▸ Exercise goal:
All lines from the one with "Run detection for jersey" to the end of the listing below are to be transcribed exactly; both end lines are included, and no other lines are.

▸ Data shown:

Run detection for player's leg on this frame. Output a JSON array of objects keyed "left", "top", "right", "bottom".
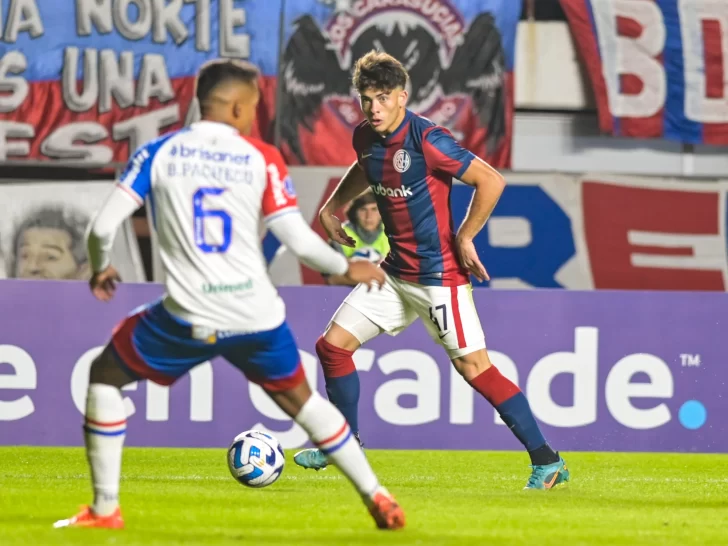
[
  {"left": 55, "top": 302, "right": 213, "bottom": 529},
  {"left": 296, "top": 277, "right": 417, "bottom": 470},
  {"left": 232, "top": 323, "right": 404, "bottom": 530},
  {"left": 317, "top": 304, "right": 382, "bottom": 444},
  {"left": 53, "top": 344, "right": 135, "bottom": 530},
  {"left": 294, "top": 312, "right": 375, "bottom": 471},
  {"left": 451, "top": 348, "right": 568, "bottom": 490},
  {"left": 319, "top": 278, "right": 417, "bottom": 438},
  {"left": 271, "top": 380, "right": 404, "bottom": 529},
  {"left": 411, "top": 282, "right": 569, "bottom": 490}
]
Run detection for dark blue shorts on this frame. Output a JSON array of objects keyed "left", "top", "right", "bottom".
[{"left": 109, "top": 300, "right": 304, "bottom": 391}]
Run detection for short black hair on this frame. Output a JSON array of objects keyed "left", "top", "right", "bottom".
[
  {"left": 10, "top": 206, "right": 88, "bottom": 276},
  {"left": 352, "top": 50, "right": 409, "bottom": 93},
  {"left": 195, "top": 59, "right": 260, "bottom": 109}
]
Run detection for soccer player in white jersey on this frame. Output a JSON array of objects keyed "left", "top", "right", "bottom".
[{"left": 53, "top": 59, "right": 405, "bottom": 531}]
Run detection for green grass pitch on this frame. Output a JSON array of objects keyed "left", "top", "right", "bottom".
[{"left": 1, "top": 447, "right": 727, "bottom": 545}]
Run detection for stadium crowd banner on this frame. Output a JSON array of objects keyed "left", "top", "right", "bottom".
[
  {"left": 0, "top": 279, "right": 724, "bottom": 453},
  {"left": 258, "top": 168, "right": 728, "bottom": 291},
  {"left": 276, "top": 0, "right": 521, "bottom": 167},
  {"left": 0, "top": 0, "right": 281, "bottom": 164},
  {"left": 577, "top": 174, "right": 727, "bottom": 291},
  {"left": 0, "top": 180, "right": 145, "bottom": 282},
  {"left": 560, "top": 0, "right": 728, "bottom": 145},
  {"left": 0, "top": 0, "right": 519, "bottom": 168}
]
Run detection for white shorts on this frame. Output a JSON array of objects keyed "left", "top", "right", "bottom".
[{"left": 330, "top": 274, "right": 486, "bottom": 359}]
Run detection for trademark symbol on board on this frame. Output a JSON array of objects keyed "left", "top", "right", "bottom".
[{"left": 680, "top": 354, "right": 701, "bottom": 367}]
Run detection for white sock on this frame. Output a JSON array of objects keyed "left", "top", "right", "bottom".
[
  {"left": 295, "top": 392, "right": 381, "bottom": 499},
  {"left": 295, "top": 392, "right": 383, "bottom": 499},
  {"left": 84, "top": 384, "right": 126, "bottom": 516}
]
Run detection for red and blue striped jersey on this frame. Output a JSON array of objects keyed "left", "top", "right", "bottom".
[{"left": 353, "top": 110, "right": 475, "bottom": 287}]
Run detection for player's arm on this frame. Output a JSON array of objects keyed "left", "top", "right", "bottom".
[
  {"left": 86, "top": 187, "right": 140, "bottom": 273},
  {"left": 423, "top": 127, "right": 505, "bottom": 282},
  {"left": 263, "top": 149, "right": 384, "bottom": 289},
  {"left": 325, "top": 274, "right": 358, "bottom": 286},
  {"left": 86, "top": 146, "right": 153, "bottom": 301},
  {"left": 268, "top": 211, "right": 384, "bottom": 289},
  {"left": 323, "top": 241, "right": 358, "bottom": 286},
  {"left": 456, "top": 157, "right": 505, "bottom": 242},
  {"left": 267, "top": 213, "right": 346, "bottom": 275},
  {"left": 318, "top": 161, "right": 371, "bottom": 248},
  {"left": 326, "top": 269, "right": 360, "bottom": 286}
]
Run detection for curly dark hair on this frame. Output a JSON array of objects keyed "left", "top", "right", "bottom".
[{"left": 352, "top": 49, "right": 409, "bottom": 93}]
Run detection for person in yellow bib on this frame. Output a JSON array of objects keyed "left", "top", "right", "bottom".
[{"left": 325, "top": 192, "right": 389, "bottom": 286}]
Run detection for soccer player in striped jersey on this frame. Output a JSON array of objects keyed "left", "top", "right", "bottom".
[
  {"left": 294, "top": 51, "right": 569, "bottom": 491},
  {"left": 53, "top": 59, "right": 404, "bottom": 531}
]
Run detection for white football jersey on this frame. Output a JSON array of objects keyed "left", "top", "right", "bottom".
[{"left": 117, "top": 121, "right": 298, "bottom": 333}]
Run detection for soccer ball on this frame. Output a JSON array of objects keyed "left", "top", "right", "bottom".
[
  {"left": 227, "top": 430, "right": 285, "bottom": 488},
  {"left": 351, "top": 247, "right": 383, "bottom": 264}
]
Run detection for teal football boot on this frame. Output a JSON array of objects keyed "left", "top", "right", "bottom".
[
  {"left": 524, "top": 454, "right": 570, "bottom": 490},
  {"left": 294, "top": 433, "right": 363, "bottom": 471},
  {"left": 293, "top": 448, "right": 329, "bottom": 471}
]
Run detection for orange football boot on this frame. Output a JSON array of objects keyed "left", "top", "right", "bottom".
[
  {"left": 366, "top": 489, "right": 406, "bottom": 530},
  {"left": 53, "top": 505, "right": 124, "bottom": 529}
]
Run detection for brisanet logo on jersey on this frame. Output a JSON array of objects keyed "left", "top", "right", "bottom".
[{"left": 171, "top": 144, "right": 250, "bottom": 165}]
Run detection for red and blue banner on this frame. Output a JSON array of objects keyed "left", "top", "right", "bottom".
[
  {"left": 0, "top": 0, "right": 280, "bottom": 163},
  {"left": 0, "top": 0, "right": 520, "bottom": 168},
  {"left": 561, "top": 0, "right": 728, "bottom": 145}
]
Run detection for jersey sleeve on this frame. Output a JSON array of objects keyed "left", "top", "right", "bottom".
[
  {"left": 352, "top": 122, "right": 369, "bottom": 166},
  {"left": 321, "top": 240, "right": 345, "bottom": 278},
  {"left": 117, "top": 144, "right": 155, "bottom": 203},
  {"left": 329, "top": 239, "right": 346, "bottom": 256},
  {"left": 422, "top": 127, "right": 476, "bottom": 179},
  {"left": 86, "top": 185, "right": 142, "bottom": 272},
  {"left": 352, "top": 125, "right": 362, "bottom": 165},
  {"left": 261, "top": 146, "right": 299, "bottom": 222}
]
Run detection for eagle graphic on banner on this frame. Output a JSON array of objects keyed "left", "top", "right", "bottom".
[{"left": 274, "top": 0, "right": 507, "bottom": 165}]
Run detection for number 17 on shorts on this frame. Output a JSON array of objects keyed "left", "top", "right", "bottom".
[
  {"left": 418, "top": 283, "right": 486, "bottom": 359},
  {"left": 339, "top": 275, "right": 486, "bottom": 360}
]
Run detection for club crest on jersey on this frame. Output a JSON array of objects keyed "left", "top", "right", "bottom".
[
  {"left": 393, "top": 149, "right": 411, "bottom": 173},
  {"left": 277, "top": 0, "right": 508, "bottom": 163}
]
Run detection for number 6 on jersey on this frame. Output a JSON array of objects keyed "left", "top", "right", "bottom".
[{"left": 193, "top": 187, "right": 232, "bottom": 253}]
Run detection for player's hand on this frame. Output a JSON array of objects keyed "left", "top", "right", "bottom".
[
  {"left": 344, "top": 260, "right": 385, "bottom": 290},
  {"left": 320, "top": 212, "right": 356, "bottom": 248},
  {"left": 90, "top": 266, "right": 121, "bottom": 302},
  {"left": 455, "top": 236, "right": 490, "bottom": 283}
]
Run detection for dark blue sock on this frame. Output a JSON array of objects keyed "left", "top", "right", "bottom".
[
  {"left": 498, "top": 393, "right": 559, "bottom": 465},
  {"left": 324, "top": 371, "right": 360, "bottom": 435},
  {"left": 470, "top": 366, "right": 559, "bottom": 465},
  {"left": 496, "top": 392, "right": 547, "bottom": 451}
]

▸ Task answer:
Run detection for jersey sleeve on this frame. Output a JSON array of objects keyed "left", "top", "right", "bottom".
[
  {"left": 352, "top": 122, "right": 369, "bottom": 166},
  {"left": 321, "top": 240, "right": 345, "bottom": 278},
  {"left": 117, "top": 144, "right": 155, "bottom": 203},
  {"left": 329, "top": 239, "right": 346, "bottom": 256},
  {"left": 422, "top": 127, "right": 476, "bottom": 179},
  {"left": 86, "top": 185, "right": 142, "bottom": 272},
  {"left": 352, "top": 125, "right": 362, "bottom": 165},
  {"left": 261, "top": 146, "right": 299, "bottom": 222}
]
Run detection for eagle graphic on banner on this frame. Output a JSON array of objects keyed "left", "top", "right", "bottom".
[{"left": 274, "top": 0, "right": 507, "bottom": 165}]
Run detection for number 17 on shorts on this frame. Output a JSON array of objects keyed "left", "top", "right", "bottom".
[
  {"left": 418, "top": 283, "right": 486, "bottom": 359},
  {"left": 339, "top": 275, "right": 486, "bottom": 360}
]
Run detection for club crest on jersey on this frame. Output a JSON array of objects keyed "left", "top", "right", "bottom".
[
  {"left": 393, "top": 149, "right": 411, "bottom": 173},
  {"left": 277, "top": 0, "right": 508, "bottom": 163}
]
Run detection for number 6 on jersey on this frame. Output a JSON array of objects keyed "left", "top", "right", "bottom".
[{"left": 193, "top": 187, "right": 232, "bottom": 253}]
Run detection for player's hand on this frame. Output a JSON array of objects keyed "left", "top", "right", "bottom".
[
  {"left": 344, "top": 260, "right": 385, "bottom": 290},
  {"left": 320, "top": 212, "right": 356, "bottom": 248},
  {"left": 90, "top": 266, "right": 121, "bottom": 302},
  {"left": 455, "top": 236, "right": 490, "bottom": 283}
]
Run detection for dark blue sock on this frame. Output a JSON array of objects keyed "left", "top", "right", "bottom".
[
  {"left": 498, "top": 393, "right": 559, "bottom": 465},
  {"left": 324, "top": 371, "right": 360, "bottom": 435},
  {"left": 470, "top": 366, "right": 559, "bottom": 465},
  {"left": 496, "top": 392, "right": 547, "bottom": 451}
]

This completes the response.